● 任务说明:
从清单里含有“Detect all occurrences of red gift”的那一行开始，一直到清单最后一行，把这些行一字不改地照抄出来，开头和结尾那两行都要包括在内。

● 提供材料:
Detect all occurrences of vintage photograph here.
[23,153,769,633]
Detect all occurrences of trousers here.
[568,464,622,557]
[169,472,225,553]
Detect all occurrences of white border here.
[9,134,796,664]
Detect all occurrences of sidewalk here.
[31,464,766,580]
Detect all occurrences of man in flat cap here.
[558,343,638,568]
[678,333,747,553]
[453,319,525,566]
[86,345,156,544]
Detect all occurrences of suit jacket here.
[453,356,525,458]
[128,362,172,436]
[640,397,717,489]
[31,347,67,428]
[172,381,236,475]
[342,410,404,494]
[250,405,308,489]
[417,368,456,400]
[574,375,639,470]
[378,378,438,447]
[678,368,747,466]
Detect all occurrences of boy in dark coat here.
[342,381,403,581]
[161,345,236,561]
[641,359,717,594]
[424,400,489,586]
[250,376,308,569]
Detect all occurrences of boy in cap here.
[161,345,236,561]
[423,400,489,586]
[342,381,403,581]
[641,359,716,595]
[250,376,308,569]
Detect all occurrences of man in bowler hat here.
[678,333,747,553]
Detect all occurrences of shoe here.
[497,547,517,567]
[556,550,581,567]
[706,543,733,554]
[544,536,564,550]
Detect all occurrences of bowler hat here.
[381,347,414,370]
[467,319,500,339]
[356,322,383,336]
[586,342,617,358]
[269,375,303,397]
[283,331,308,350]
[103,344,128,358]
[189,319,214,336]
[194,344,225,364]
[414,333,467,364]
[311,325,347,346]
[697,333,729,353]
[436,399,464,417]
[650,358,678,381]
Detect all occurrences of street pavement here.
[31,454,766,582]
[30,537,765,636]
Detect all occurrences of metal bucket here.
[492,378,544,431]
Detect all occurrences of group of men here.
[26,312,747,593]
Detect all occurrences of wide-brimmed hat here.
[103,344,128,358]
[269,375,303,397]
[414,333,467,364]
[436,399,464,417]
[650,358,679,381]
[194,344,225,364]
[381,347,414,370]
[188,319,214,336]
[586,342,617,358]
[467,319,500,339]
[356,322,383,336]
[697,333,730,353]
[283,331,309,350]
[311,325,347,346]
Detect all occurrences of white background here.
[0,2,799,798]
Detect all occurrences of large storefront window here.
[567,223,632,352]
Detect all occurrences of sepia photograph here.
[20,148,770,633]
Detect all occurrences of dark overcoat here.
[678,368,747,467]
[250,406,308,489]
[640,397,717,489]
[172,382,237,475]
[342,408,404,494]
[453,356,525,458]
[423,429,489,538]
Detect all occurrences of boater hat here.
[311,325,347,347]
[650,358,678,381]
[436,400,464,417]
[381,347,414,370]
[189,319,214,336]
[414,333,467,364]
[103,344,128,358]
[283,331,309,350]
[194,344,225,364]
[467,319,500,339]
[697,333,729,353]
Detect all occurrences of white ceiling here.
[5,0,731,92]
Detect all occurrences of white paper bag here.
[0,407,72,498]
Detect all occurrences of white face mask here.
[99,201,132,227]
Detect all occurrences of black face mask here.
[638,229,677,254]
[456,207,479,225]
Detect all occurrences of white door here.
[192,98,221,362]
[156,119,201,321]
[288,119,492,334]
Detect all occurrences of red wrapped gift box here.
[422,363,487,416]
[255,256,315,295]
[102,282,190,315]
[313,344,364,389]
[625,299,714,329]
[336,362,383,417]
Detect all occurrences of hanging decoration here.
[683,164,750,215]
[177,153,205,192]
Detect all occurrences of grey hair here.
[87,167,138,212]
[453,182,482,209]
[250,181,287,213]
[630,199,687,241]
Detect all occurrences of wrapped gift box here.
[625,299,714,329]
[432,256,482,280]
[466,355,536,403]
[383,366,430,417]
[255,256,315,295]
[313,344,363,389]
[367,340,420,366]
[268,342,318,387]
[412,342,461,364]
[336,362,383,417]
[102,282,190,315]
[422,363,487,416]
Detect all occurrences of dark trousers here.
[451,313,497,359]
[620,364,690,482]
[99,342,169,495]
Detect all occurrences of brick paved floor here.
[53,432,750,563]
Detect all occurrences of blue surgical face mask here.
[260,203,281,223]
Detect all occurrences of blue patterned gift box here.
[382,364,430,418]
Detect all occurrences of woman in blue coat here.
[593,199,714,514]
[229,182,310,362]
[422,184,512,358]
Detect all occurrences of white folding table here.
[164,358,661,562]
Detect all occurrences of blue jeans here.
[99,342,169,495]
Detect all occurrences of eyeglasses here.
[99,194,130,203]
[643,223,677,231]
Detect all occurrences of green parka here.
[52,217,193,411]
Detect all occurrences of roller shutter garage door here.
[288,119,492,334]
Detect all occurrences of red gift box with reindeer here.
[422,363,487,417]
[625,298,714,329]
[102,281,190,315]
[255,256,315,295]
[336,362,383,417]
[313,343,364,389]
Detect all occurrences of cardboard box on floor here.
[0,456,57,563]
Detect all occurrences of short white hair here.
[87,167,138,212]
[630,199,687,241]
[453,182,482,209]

● 练习结果:
Detect all occurrences of red gift box with reindeer here.
[422,363,487,417]
[625,298,714,329]
[102,281,190,315]
[255,256,315,295]
[336,362,383,417]
[313,343,364,389]
Detect all occurrences of cardboard box on floor here.
[0,456,57,563]
Detect all occurrences of short white hair here.
[87,167,138,212]
[630,199,687,241]
[453,182,482,209]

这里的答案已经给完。